**Excerpted passage:**

U.S. $100,000                                                   December 8, 2000

         FOR VALUE RECEIVED, 9278 COMMUNICATIONS, INC., a corporation duly
organized and existing under the laws of the State of Delaware ("Maker"), hereby
promises to pay to the order of NASIR GHESANI ("Payee") the aggregate principal
sum of $100,000, in the amounts and on the dates set forth herein and to pay
interest on the unpaid principal balance hereof at the rates set forth in
Section 4 hereunder, until this promissory note (the "Note") is paid in full.

         1. This Note is being issued to the Payee in connection with an
Agreement and Plan of Merger, by and among Reliable Networks, Inc., the Payee,
Reliable Acquisition Corp. and the Maker, dated of even date herewith (the
"Merger Agreement"). Undefined capitalized terms which appear in this Note shall
have the definitions ascribed to them in the Merger Agreement. The principal
balance of this Note may be adjusted at any time, and from time to time by the
Maker, pursuant to Section 1.09 of the Merger Agreement. In addition, the Maker
and Payee have entered into an Employment Agreement, dated of even date herewith
(the "Employment Agreement").

         2. Repayment of the principal and any accrued interest shall be made in
full ninety (90) days after the date hereof (the "Maturity Date"). In the event
that payment in full of the principal and any accrued interest has not been
received by the Payee on or prior to the Maturity Date, the Payee may at any
time thereafter, until such payment is received, in addition to any other rights
the Payee may have, give a thirty (30) day written notice to cure to the Maker
(the "Cure Period"). If the Maker does not cure within such Cure Period, by
paying all of the outstanding principal and accrued interest then due, then the
Payee shall have the option to give written notice of termination of the
Employment Agreement to the Maker, pursuant to Section 10.01 of the Merger
Agreement.

         3. If the Employment Agreement is terminated prior to the Maturity Date
by (i) the Maker for "Cause", pursuant to Section 6(c)(i) or (ii) thereof, or
(ii) voluntarily by the Payee without "Good Reason", as defined in Subsection
7(d) thereof, then, among other things, as set forth in Section 10.02 of the
Merger Agreement, the obligations of the Maker to make payments pursuant to this
Note shall terminate, and the parties hereto shall have no further obligation
hereunder. In such event, the Payee shall have the right to retain all payments
previously made by the Maker pursuant to this Note.

         4. Interest on the unpaid principal balance hereof shall accrue at the
rate of five (5%) percent per annum, from the date hereof through the Maturity
Date. Thereafter, interest on the unpaid principal balance hereof shall accrue
at a rate of ten (10%) percent per annum until this Note is paid in full.

**Collected material:**
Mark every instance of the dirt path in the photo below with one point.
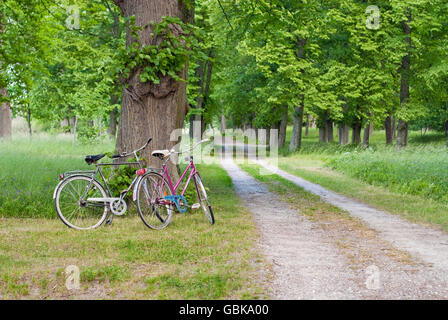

**Instructions:**
1. What interest rate does the promissory note set after the Maturity Date?
2. In the promissory note, take everything from "3. If the Employment" down to "to this Note." and rename "Maker" as "Borrower".
Answer from the text alone, not from the data.

**Results in order:**
1. Ten percent per annum, until the Note is paid in full.

2.
3. If the Employment Agreement is terminated prior to the Maturity Date
by (i) the Borrower for "Cause", pursuant to Section 6(c)(i) or (ii) thereof, or
(ii) voluntarily by the Payee without "Good Reason", as defined in Subsection
7(d) thereof, then, among other things, as set forth in Section 10.02 of the
Merger Agreement, the obligations of the Borrower to make payments pursuant to this
Note shall terminate, and the parties hereto shall have no further obligation
hereunder. In such event, the Payee shall have the right to retain all payments
previously made by the Borrower pursuant to this Note.